Exercício A: Copie do texto sobre aerossóis na crise de asma o trecho de "Jose Dirceu Ribeiro" até "e sem espaçadores5-8.".
Exercício B: Diga se cada afirmação concorda com o texto sobre aerossóis na crise de asma, respondendo sim ou não e citando as palavras do texto que decidem a resposta. (i) A revisão analisou 394 trabalhos escolhidos entre 2.100. (ii) Os trabalhos analisados foram publicados de 1972 a 2010. (iii) Cinco estudos compararam nebulização contínua e nebulização intermitente.

[Bloco de texto]

Aerossóis e espaçadores na crise aguda de asma. Evolução e hora de mudar a rotina

Jose Dirceu Ribeiro

Doutor. Professor, Departamento de Pediatria, Universidade Estadual de Campinas (UNICAMP). Presidente dos Departamentos de Pneumologia Pediátrica da Sociedade Brasileira de Pediatria e da Sociedade Brasileira de Pneumologia e Tisiologia. Pesquisador do CNPq e FAPESP

Numerosos estudos têm evidenciado equivalência ou vantagens do uso de espaçadores valvulados (de plástico ou metal) e, até mesmo, de espaçadores artesanais (garrafas e copos plásticos) sobre os nebulizadores, para administração de aerossóis na crise aguda de asma1-4.

Esses estudos têm permitido a publicação de extensas revisões e meta-análises sobre a terapia com aerossóis, através de diferentes dispositivos com e sem espaçadores5-8.

Recente revisão6 analisou os resultados de 394 trabalhos randomizados e controlados, selecionados entre um total de 2.100, publicados no MEDLINE, de 1972 a 2000, comparando a administração de drogas broncodilatadoras, corticóides inalatórios e agentes anticolinérgicos através de inaladores pressurizados com doses medidas (IPDM), IPDM com espaçadores, nebulizadores e inaladores de pó seco. Os autores selecionaram os seguintes números de estudos: 131 comparando vários tipos de espaçadores, 45 comparando IPDM a inaladores de pó seco, 32 comparando nebulizadores com IPDM administrados por espaçadores valvulados, 14 comparando inaladores de pó seco com IPDM por espaçadores, três comparando inaladores de pó seco com nebulizadores, cinco comparando IPDM com nebulizadores e sete estudos comparando nebulização contínua versus nebulização intermitente.

[/Bloco de texto]
[Dados extraídos]

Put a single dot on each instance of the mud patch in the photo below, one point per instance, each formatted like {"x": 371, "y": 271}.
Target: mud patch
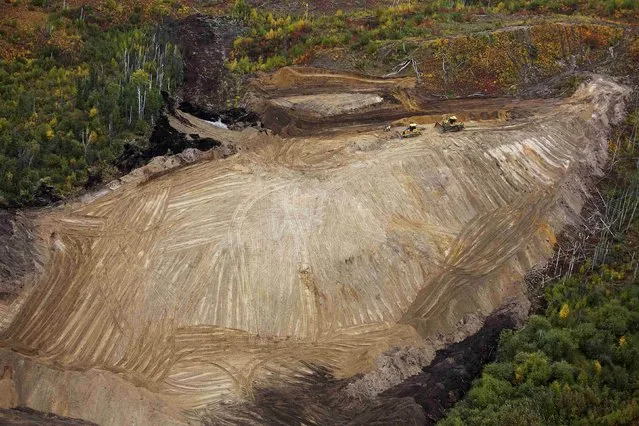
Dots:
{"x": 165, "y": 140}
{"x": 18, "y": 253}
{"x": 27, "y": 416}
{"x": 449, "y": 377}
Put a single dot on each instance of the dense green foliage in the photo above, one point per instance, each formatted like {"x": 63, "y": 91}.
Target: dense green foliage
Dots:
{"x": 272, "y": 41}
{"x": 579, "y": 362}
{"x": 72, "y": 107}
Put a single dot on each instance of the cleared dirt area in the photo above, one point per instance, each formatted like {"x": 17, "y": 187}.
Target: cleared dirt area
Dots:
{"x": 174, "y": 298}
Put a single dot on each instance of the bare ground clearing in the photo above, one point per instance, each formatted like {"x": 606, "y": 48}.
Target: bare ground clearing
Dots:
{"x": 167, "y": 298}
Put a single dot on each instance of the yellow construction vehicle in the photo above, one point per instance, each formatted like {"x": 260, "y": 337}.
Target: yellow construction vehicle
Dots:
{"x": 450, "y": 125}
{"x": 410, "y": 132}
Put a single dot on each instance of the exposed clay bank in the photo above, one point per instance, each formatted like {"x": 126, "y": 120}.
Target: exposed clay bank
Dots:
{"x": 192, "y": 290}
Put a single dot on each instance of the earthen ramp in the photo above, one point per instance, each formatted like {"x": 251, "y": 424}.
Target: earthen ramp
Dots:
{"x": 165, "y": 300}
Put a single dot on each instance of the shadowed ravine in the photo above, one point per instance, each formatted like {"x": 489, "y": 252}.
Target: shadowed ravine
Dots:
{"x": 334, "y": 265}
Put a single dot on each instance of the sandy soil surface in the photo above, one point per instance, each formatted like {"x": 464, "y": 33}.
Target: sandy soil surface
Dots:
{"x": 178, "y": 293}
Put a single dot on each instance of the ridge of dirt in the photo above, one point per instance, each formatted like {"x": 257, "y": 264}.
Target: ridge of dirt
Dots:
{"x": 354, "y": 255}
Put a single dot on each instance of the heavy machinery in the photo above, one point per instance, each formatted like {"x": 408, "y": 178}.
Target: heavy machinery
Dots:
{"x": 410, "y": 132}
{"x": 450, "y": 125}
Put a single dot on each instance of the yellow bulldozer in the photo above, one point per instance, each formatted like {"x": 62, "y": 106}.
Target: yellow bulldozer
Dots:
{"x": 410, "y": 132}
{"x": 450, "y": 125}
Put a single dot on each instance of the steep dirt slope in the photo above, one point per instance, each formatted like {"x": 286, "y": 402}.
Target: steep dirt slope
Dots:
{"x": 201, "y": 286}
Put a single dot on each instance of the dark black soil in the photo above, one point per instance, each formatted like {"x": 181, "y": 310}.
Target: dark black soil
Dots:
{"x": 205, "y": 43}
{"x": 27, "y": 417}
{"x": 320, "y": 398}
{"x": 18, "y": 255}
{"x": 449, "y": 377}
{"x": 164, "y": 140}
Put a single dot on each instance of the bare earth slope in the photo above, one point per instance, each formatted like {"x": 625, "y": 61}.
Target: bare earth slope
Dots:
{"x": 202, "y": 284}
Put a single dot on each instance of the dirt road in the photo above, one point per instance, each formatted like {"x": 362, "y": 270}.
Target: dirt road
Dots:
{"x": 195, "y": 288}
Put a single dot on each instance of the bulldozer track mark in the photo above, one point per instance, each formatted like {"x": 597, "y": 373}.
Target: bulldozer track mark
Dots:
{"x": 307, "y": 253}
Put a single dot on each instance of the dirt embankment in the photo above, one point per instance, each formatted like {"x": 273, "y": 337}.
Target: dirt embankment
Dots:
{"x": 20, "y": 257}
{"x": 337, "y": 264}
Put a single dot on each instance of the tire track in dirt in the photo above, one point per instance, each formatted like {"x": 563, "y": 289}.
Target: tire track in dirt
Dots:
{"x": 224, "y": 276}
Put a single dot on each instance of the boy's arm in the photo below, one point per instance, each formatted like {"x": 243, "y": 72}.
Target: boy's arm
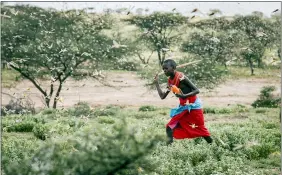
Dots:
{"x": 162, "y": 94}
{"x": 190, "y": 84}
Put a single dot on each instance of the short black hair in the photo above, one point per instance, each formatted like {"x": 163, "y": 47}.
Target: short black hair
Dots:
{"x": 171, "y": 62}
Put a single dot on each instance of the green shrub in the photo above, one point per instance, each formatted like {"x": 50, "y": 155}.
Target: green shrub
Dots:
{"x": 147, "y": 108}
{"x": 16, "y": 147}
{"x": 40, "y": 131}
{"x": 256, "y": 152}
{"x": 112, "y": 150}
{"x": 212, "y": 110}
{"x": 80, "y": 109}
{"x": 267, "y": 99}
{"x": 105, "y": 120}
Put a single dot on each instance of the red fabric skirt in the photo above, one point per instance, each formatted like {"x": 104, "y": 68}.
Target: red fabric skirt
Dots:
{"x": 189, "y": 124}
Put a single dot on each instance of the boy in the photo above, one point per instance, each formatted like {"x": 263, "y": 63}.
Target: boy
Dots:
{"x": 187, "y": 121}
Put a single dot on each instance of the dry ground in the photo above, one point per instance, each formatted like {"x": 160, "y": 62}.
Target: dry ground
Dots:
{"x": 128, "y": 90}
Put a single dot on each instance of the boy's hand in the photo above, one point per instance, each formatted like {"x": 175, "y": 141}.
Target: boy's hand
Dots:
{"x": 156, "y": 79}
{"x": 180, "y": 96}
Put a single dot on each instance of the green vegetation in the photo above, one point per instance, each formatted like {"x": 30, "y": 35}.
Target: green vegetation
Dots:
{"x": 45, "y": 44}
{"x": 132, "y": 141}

[/Dados extraídos]

Resposta esperada A:
Jose Dirceu Ribeiro

Doutor. Professor, Departamento de Pediatria, Universidade Estadual de Campinas (UNICAMP). Presidente dos Departamentos de Pneumologia Pediátrica da Sociedade Brasileira de Pediatria e da Sociedade Brasileira de Pneumologia e Tisiologia. Pesquisador do CNPq e FAPESP

Numerosos estudos têm evidenciado equivalência ou vantagens do uso de espaçadores valvulados (de plástico ou metal) e, até mesmo, de espaçadores artesanais (garrafas e copos plásticos) sobre os nebulizadores, para administração de aerossóis na crise aguda de asma1-4.

Esses estudos têm permitido a publicação de extensas revisões e meta-análises sobre a terapia com aerossóis, através de diferentes dispositivos com e sem espaçadores5-8.

Resposta esperada B:
(i) Sim: "analisou os resultados de 394 trabalhos randomizados e controlados, selecionados entre um total de 2.100".
(ii) Não: "publicados no MEDLINE, de 1972 a 2000".
(iii) Não: "sete estudos comparando nebulização contínua versus nebulização intermitente".